====== Input for this task ======

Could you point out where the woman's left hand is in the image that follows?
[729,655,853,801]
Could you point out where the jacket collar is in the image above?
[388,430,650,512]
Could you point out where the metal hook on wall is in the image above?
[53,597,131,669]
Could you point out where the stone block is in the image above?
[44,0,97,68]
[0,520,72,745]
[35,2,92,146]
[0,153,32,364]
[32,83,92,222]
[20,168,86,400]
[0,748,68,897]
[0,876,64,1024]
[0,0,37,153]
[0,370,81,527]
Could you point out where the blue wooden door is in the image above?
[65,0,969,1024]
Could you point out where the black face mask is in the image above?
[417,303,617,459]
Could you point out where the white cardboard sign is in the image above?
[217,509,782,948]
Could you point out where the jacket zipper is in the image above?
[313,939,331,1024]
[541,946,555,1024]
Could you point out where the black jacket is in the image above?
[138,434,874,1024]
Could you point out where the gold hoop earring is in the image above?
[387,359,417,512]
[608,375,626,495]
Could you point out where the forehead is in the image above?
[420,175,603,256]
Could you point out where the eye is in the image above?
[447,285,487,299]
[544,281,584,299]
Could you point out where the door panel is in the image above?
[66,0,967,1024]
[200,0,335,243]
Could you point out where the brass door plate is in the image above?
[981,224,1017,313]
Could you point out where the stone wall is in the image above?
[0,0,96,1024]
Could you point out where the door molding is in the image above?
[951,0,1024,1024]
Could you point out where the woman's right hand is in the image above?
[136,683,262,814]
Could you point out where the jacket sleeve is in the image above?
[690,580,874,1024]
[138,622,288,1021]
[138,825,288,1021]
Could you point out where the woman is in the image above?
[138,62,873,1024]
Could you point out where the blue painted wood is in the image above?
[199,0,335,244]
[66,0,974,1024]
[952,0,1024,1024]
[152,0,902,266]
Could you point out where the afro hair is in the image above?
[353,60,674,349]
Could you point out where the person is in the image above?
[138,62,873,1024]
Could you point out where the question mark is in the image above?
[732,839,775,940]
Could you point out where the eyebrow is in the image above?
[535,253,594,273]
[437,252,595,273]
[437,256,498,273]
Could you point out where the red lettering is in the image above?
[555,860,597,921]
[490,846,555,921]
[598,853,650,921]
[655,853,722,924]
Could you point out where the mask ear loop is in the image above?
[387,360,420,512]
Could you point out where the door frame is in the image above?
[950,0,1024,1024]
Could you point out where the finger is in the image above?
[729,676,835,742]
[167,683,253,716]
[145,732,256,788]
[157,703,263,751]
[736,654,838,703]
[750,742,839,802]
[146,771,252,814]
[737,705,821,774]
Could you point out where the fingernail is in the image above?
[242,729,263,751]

======

Reproduce all of the records above word for word.

Could you point out where the woman's left hand is in the image that follows?
[729,655,853,801]
Could you point out where the jacket collar is in the image above?
[388,430,650,512]
Could you point out where the metal hook on wall is in the image above?
[53,597,131,669]
Could you point out where the stone block is in the image above?
[44,0,97,68]
[0,520,72,745]
[35,2,92,146]
[0,153,32,364]
[32,83,92,222]
[20,168,86,400]
[0,748,68,897]
[0,876,64,1024]
[0,0,37,153]
[0,370,81,527]
Could you point out where the blue wooden door is in the image above?
[65,0,969,1024]
Could you point out where the black face mask is in the image above?
[417,303,617,459]
Could you point out where the white cardboard sign is in the image above?
[217,509,782,948]
Could you point out where the jacket zipper is in the image above?
[313,939,331,1024]
[541,946,555,1024]
Could you point out where the black jacket is in the image above?
[138,434,874,1024]
Could you point out where the gold hoop earring is in the image above?
[387,359,417,512]
[608,375,626,495]
Could you point out where the forehead is in the image above?
[420,175,603,256]
Could you point out where the eye is in the image above?
[447,285,487,299]
[544,281,584,299]
Could you point out where the door panel is in the image above?
[66,0,967,1024]
[200,0,335,243]
Could you point out where the brass door plate is in the image above?
[981,224,1017,313]
Could you point out where the stone wall is in the image above?
[0,0,96,1024]
Could you point out where the door molding is in the image above?
[951,0,1024,1024]
Could you point out where the woman's right hand is in the image above?
[136,683,262,814]
Could you point out where the jacket sleeve is in the image above?
[690,580,874,1024]
[138,622,288,1021]
[138,825,288,1021]
Could you point out where the woman is in the image above?
[138,62,873,1024]
Could you point out where the blue painted wood is in the image above?
[199,0,335,244]
[66,0,974,1024]
[952,0,1024,1024]
[152,0,902,266]
Could you point out where the afro hair is in the image above?
[353,60,674,349]
Could you point out where the person is in the image above?
[138,62,873,1024]
Could you point out where the question mark is in the image above?
[732,839,775,940]
Could you point out where the eyebrow is in the image above?
[535,253,594,273]
[437,252,595,273]
[437,256,498,273]
Could you point out where the red lettering is in the image above?
[555,860,597,921]
[490,846,555,921]
[598,853,650,921]
[655,853,722,924]
Could you point out where the mask ear loop is in the image above?
[387,360,420,512]
Could you point out where the door frame is in the image above?
[950,0,1024,1024]
Could you point out where the finger is in the image above?
[729,676,835,742]
[167,683,253,716]
[145,732,256,788]
[157,703,263,751]
[736,654,838,703]
[750,742,839,802]
[146,771,252,814]
[737,705,821,774]
Could you point out where the fingernail is in the image above?
[242,729,263,751]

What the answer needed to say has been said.